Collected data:
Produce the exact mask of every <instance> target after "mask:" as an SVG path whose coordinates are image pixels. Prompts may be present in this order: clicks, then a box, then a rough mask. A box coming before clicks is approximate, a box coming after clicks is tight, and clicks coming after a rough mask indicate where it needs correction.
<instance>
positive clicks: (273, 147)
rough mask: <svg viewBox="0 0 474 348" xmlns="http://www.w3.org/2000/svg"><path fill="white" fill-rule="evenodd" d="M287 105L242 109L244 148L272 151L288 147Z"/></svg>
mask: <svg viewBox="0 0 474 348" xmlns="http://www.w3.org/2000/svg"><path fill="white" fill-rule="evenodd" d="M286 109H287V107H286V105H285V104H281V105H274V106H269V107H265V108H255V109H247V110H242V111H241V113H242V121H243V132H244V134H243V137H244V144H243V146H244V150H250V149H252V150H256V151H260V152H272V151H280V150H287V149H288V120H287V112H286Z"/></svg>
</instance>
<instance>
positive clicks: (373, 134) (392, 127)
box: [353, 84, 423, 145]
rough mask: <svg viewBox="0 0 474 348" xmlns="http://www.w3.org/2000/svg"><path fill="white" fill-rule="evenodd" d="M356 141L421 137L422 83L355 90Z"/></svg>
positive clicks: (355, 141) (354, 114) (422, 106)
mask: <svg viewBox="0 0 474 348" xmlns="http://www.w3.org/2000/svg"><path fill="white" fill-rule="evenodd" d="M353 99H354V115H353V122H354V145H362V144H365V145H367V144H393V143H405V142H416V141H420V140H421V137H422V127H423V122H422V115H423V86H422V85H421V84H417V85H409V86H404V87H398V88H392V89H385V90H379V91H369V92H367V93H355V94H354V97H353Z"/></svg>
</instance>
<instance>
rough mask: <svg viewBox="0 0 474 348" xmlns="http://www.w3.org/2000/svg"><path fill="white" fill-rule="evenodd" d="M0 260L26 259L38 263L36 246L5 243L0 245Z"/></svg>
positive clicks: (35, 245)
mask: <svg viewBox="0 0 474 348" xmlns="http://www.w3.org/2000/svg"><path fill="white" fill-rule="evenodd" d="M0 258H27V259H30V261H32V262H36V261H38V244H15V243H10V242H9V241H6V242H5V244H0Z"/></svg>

TASK INSTRUCTIONS:
A precise copy of all the records is needed.

SOLUTION:
Produce the exact mask of every <instance> target after "mask:" as an SVG path whose coordinates are image pixels. Prompts may be present in this order: clicks, then a box, then a rough mask. A box coming before clicks is approximate, a box coming after clicks is tight, and clicks coming after a rough mask indicate where it needs correction.
<instance>
positive clicks: (273, 147)
rough mask: <svg viewBox="0 0 474 348" xmlns="http://www.w3.org/2000/svg"><path fill="white" fill-rule="evenodd" d="M287 105L242 109L244 148L272 151L288 147Z"/></svg>
mask: <svg viewBox="0 0 474 348" xmlns="http://www.w3.org/2000/svg"><path fill="white" fill-rule="evenodd" d="M286 109H287V107H286V105H285V104H281V105H274V106H269V107H265V108H255V109H247V110H242V111H241V113H242V121H243V132H244V134H243V137H244V144H243V146H244V150H250V149H252V150H256V151H260V152H272V151H280V150H287V149H288V120H287V112H286Z"/></svg>
</instance>
<instance>
positive clicks: (373, 134) (392, 127)
box: [353, 84, 423, 145]
rough mask: <svg viewBox="0 0 474 348" xmlns="http://www.w3.org/2000/svg"><path fill="white" fill-rule="evenodd" d="M356 141L421 137L422 83L355 90Z"/></svg>
positive clicks: (355, 141) (354, 114) (422, 106)
mask: <svg viewBox="0 0 474 348" xmlns="http://www.w3.org/2000/svg"><path fill="white" fill-rule="evenodd" d="M353 99H354V115H353V122H354V145H362V144H365V145H367V144H393V143H405V142H416V141H420V140H421V137H422V127H423V122H422V115H423V86H422V85H421V84H417V85H409V86H404V87H398V88H392V89H385V90H379V91H369V92H367V93H355V94H354V97H353Z"/></svg>
</instance>
<instance>
rough mask: <svg viewBox="0 0 474 348" xmlns="http://www.w3.org/2000/svg"><path fill="white" fill-rule="evenodd" d="M0 260L26 259L38 263L36 246L5 243L0 245Z"/></svg>
positive clicks: (35, 245)
mask: <svg viewBox="0 0 474 348" xmlns="http://www.w3.org/2000/svg"><path fill="white" fill-rule="evenodd" d="M0 258H27V259H30V261H32V262H36V261H38V244H15V243H10V242H9V241H6V242H5V244H0Z"/></svg>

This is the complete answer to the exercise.